### Task to complete
Go line by line through the listing below and copy those that hold "Please".

### Supplied records

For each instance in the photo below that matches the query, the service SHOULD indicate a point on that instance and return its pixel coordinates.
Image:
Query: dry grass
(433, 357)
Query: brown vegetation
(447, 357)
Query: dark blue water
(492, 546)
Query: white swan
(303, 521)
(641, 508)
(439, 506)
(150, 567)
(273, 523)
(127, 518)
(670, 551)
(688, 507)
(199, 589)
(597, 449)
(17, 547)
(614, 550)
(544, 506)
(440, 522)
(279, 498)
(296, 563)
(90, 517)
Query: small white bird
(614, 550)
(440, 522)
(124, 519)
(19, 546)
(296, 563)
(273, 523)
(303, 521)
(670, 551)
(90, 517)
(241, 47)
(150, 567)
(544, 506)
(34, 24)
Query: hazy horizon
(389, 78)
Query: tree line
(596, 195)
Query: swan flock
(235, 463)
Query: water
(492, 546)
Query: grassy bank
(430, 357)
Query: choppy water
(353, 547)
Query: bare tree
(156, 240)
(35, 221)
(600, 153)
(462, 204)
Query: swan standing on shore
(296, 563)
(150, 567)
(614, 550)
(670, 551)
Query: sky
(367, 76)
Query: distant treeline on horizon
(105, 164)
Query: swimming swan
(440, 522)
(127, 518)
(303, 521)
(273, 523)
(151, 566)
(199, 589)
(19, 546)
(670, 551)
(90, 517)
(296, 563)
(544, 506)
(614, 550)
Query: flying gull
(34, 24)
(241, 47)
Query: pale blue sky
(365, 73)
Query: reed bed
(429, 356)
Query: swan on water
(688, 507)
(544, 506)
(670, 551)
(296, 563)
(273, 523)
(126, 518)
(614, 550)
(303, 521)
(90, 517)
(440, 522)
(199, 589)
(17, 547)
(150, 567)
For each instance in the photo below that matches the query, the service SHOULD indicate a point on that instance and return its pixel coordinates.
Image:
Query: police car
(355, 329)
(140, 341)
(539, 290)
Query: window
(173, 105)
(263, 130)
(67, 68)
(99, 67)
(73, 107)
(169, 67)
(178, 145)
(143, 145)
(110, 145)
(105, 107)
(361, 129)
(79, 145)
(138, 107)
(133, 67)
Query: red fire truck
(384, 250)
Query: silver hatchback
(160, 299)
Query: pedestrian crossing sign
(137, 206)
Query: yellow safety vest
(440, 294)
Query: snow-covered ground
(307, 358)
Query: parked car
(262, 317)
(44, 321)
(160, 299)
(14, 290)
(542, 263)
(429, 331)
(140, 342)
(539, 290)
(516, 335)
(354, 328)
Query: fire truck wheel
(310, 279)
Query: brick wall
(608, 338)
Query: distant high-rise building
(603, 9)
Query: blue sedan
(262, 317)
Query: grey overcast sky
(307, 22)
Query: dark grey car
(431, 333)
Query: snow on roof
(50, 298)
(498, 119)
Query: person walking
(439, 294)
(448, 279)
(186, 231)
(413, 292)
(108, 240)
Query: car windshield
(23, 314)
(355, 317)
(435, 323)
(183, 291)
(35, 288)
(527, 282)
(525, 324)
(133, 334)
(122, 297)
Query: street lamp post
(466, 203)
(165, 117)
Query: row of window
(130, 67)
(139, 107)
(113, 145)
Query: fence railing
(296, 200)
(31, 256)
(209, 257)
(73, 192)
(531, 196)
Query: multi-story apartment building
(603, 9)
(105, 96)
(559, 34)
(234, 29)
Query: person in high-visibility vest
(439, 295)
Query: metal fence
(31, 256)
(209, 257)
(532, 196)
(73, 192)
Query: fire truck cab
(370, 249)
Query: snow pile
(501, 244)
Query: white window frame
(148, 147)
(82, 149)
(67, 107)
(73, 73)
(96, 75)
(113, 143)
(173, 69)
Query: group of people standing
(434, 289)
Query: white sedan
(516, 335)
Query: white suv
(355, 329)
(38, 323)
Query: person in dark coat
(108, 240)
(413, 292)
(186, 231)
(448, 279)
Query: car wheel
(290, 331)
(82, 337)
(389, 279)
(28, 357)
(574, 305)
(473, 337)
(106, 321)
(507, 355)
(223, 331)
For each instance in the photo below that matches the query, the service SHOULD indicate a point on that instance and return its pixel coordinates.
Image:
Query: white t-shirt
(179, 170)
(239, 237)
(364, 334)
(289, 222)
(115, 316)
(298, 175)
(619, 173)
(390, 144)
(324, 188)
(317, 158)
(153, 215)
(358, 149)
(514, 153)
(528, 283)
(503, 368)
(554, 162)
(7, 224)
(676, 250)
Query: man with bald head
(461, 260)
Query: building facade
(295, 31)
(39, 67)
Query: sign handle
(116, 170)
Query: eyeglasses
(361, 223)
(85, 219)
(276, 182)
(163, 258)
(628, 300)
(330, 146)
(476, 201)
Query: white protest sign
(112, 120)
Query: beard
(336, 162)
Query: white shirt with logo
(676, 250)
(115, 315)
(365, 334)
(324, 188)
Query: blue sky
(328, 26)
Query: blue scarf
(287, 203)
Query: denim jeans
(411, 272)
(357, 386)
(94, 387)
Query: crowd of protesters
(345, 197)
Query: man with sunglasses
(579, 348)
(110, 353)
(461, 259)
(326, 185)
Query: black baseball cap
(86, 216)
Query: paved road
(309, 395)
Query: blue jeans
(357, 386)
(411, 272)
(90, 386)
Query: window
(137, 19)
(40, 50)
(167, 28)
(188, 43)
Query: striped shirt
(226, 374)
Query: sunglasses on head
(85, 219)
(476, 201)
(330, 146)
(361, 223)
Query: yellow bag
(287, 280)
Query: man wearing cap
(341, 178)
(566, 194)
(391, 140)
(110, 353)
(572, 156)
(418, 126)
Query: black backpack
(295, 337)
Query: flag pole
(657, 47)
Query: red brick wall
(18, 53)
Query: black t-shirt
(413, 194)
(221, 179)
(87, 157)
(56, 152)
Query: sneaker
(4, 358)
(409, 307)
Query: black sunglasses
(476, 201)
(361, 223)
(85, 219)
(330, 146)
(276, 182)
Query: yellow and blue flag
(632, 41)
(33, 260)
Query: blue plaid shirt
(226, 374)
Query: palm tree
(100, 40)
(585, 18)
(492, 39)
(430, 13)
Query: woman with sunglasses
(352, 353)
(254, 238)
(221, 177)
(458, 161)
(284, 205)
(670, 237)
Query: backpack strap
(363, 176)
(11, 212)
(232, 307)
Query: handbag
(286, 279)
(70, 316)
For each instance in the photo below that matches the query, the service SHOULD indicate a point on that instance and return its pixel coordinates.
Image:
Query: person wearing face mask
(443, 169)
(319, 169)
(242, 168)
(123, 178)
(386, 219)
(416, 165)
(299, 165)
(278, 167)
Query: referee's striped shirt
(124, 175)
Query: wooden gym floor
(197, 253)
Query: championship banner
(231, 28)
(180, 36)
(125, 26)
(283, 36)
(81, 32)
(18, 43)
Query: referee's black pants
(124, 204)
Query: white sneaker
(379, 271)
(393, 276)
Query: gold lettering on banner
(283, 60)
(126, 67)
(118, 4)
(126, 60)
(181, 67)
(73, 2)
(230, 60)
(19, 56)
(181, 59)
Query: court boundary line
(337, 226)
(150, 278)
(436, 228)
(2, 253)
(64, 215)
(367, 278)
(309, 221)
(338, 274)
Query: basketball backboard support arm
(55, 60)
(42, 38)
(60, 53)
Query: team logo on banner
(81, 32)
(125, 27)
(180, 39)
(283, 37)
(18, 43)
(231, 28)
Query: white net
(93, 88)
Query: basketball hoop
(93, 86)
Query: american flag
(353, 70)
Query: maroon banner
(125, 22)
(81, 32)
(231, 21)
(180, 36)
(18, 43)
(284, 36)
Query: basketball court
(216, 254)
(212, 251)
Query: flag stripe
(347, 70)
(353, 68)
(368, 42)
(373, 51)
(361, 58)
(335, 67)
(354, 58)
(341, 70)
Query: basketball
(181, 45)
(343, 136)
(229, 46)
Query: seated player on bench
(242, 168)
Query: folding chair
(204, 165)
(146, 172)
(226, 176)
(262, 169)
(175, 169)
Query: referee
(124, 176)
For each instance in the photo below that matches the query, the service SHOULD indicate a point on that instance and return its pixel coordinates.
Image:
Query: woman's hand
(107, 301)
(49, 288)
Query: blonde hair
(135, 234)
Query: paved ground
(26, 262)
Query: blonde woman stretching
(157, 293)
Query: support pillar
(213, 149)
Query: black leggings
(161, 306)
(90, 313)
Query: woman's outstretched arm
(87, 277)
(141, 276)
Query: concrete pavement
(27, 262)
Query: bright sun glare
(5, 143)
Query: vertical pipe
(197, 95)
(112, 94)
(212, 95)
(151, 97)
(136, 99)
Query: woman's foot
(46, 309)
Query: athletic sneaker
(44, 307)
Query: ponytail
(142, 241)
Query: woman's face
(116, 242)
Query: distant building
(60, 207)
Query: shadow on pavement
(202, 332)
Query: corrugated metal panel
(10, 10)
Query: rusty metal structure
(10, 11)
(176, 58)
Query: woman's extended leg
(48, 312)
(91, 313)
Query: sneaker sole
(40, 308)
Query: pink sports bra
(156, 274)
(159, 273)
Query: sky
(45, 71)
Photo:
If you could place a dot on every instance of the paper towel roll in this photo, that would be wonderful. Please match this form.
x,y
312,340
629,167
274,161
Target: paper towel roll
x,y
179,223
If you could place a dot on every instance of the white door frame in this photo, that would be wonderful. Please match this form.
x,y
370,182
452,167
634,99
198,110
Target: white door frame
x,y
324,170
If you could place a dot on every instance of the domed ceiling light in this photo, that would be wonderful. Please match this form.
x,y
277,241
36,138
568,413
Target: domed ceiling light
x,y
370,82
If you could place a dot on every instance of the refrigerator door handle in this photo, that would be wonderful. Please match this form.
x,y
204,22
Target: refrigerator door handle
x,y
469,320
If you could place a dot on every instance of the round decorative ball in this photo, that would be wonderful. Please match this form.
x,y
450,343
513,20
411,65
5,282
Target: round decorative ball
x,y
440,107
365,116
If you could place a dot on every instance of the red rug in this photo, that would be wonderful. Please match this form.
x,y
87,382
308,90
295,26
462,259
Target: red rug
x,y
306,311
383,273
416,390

### Result for this exercise
If you could place a dot on every instance of the paper towel roll in this photo, that would be wonderful. Please match this form.
If you could place a dot on every instance of the white door frame in this photo, that would be wonderful. Please match this form.
If you could place a dot on every instance of the domed ceiling light in this photo, that would be wonderful. Please match this form.
If you could place a dot on every instance of the refrigerator door handle in this photo, that would be wonderful. Please match this form.
If you could place a dot on every instance of the round decorative ball in this photo, that would be wonderful. Please match this form.
If you could place a dot on every instance of the red rug in this photo, that would be wonderful. Please match this form.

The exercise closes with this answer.